# Textauszug
────

Zudem ist der Römertopf ziemlich bruchempfindlich, etwa bei zu schneller Hitzezufuhr oder großen Temperaturschwankungen. Zu den Nachteilen des Römertopfs gehört ferner, dass er weder für kleine Portionen noch für die schnelle Küche geeignet ist, also Elementen der Kulinarkultur, die zunehmend an Bedeutung gewonnen haben.  

Niemand braucht einen Römertopf

Alles, was man mit dem Römertopf zubereiten kann, geht auch mit anderen, wesentlich einfacher zu handhabenden Utensilien. Für Kartoffeln reicht ein einfacher Dämpfeinsatz im Kochtopf, Aufläufe gelingen in Glasformen vortrefflich. Jeder anständige Schmortopf und jeder Bräter ist dem Römertopf für die entsprechenden Gericht haushoch überlegen. Traditionelle, wesentlich flexibler einsetzbare Gefäße für aromaschonendes Kochen sind unter anderem die aus Nordafrika stammende Tajine, der Wok und die portugiesische Cataplana, ein Eisen- oder Kupfertopf mit fest verschließbarem Deckel.

────

# Datensatzabschnitt
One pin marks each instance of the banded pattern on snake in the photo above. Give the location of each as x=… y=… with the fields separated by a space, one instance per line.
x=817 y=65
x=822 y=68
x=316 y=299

────

# Aufgabenliste
[a] Beantworte anhand des Textauszugs zum Römertopf:
(i) Wodurch kann der Römertopf laut Text zerbrechen?
(ii) Worin gelingen Aufläufe laut Text vortrefflich?
(iii) Wie wird die Cataplana beschrieben?
[b] Führe den Textauszug über den Römertopf nach seinem letzten Satz weiter.
Die Auflistung ist eigenständiges Material und steht in keinem Zusammenhang mit dem Textauszug.

# Ergebnisse
[a]
(i) Durch zu schnelle Hitzezufuhr oder große Temperaturschwankungen.
(ii) In Glasformen.
(iii) Als portugiesischer Eisen- oder Kupfertopf mit fest verschließbarem Deckel.

[b]
Zudem gibt es heute viel mehr Wissen über aromaschonende Zubereitungen mit konventionellen Töpfen und Pfannen. Als Beispiel für „die von der Ampel betriebene Deindustrialisierung Deutschlands“, wie es das Onlinemagazin achgut formulierte, taugen die Insolvenz des Traditionsbetriebes mit rund 40 Beschäftigten und der Niedergang des Römertopfs wohl eher nicht.

Auch Ernährungssoziologe hegt Zweifel

Der Ernährungssoziologe Daniel Kofahl, nach eigenen Angaben ein „kulinarpraktischer Spätzünder“, räumt ein, nie einen Römertopf benutzt oder gar besessen zu haben. Der entsprechenden Empfehlung eines YouTube-Tutorials für die Zubereitung eines Brathuhns habe er seinerzeit widerstanden. Stattdessen habe er „eine gewöhnliche Backform aus Glas genommen, das hat auch gut funktioniert, gefiel mir besser, auch wegen der allseitigen Transparenz des Materials. Und so blieb ich dabei und vergaß den Römertopf wieder“.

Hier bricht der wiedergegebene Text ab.